From the chapter on prompt quality dimensions below, copy word for word the part from "Five vertically stacked" up to and including "and response evaluation.".

-- Start of Passage provided --

Chapter 12: Prompt Quality Dimensions

Understanding What Makes Prompts and Responses Effective


Learning Objectives

After completing this chapter, you will be able to:

  1. Define the 5 Quality Dimensions for prompt evaluation
  2. Assess prompts and responses against each dimension
  3. Identify common quality issues
  4. Apply quality checklists systematically
  5. Prioritize quality improvements

The 5 Quality Dimensions Framework

Overview

The 5 Quality Dimensions provide a comprehensive framework for evaluating the effectiveness of AI prompts and their resulting outputs:

Five vertically stacked boxes representing the quality dimensions framework. Each box has a colored accent bar on the left: 1. RELEVANCE (blue) - Does it address what was actually asked? 2. ACCURACY (teal) - Is the information factually correct? 3. COMPLETENESS (orange) - Are all aspects of the request covered? 4. COHERENCE (green) - Is it logically structured and easy to follow? 5. ACTIONABILITY (yellow) - Can the output be directly used for its purpose? Figure 12.1: The 5 Quality Dimensions framework for comprehensive prompt and response evaluation.

-- End of Passage provided --
-- Start of Material supplied --

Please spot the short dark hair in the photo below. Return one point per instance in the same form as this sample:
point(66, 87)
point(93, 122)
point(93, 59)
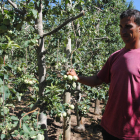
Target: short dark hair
point(132, 13)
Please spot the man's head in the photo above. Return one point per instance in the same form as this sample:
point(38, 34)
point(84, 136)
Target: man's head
point(130, 28)
point(132, 13)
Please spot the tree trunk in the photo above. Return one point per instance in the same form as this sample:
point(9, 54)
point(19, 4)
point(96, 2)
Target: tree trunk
point(97, 107)
point(80, 120)
point(67, 120)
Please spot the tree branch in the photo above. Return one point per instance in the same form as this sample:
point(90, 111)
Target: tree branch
point(106, 37)
point(63, 24)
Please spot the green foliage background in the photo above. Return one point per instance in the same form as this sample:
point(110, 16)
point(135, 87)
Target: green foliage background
point(93, 40)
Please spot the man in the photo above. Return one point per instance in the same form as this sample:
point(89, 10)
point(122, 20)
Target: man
point(121, 119)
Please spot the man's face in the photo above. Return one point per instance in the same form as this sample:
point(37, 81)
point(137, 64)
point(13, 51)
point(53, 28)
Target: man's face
point(129, 30)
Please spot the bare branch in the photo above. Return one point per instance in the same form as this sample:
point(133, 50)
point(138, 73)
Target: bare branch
point(63, 24)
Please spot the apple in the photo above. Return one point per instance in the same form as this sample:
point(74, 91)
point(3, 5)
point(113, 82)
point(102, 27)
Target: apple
point(64, 114)
point(70, 77)
point(65, 76)
point(10, 32)
point(1, 100)
point(74, 84)
point(59, 64)
point(59, 114)
point(75, 78)
point(71, 106)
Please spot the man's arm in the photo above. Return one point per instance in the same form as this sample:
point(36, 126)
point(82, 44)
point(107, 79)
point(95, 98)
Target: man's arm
point(89, 81)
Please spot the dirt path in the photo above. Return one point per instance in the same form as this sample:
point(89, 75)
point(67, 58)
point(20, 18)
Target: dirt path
point(92, 125)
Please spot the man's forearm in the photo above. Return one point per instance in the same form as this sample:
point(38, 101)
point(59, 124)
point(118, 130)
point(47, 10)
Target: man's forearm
point(89, 81)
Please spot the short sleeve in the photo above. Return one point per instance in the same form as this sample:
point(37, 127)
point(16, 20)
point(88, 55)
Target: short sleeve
point(104, 74)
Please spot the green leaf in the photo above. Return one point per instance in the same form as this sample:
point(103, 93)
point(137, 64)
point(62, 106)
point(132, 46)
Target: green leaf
point(3, 136)
point(34, 13)
point(14, 118)
point(26, 130)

-- End of Material supplied --

• [Reply]
Five vertically stacked boxes representing the quality dimensions framework. Each box has a colored accent bar on the left: 1. RELEVANCE (blue) - Does it address what was actually asked? 2. ACCURACY (teal) - Is the information factually correct? 3. COMPLETENESS (orange) - Are all aspects of the request covered? 4. COHERENCE (green) - Is it logically structured and easy to follow? 5. ACTIONABILITY (yellow) - Can the output be directly used for its purpose? Figure 12.1: The 5 Quality Dimensions framework for comprehensive prompt and response evaluation.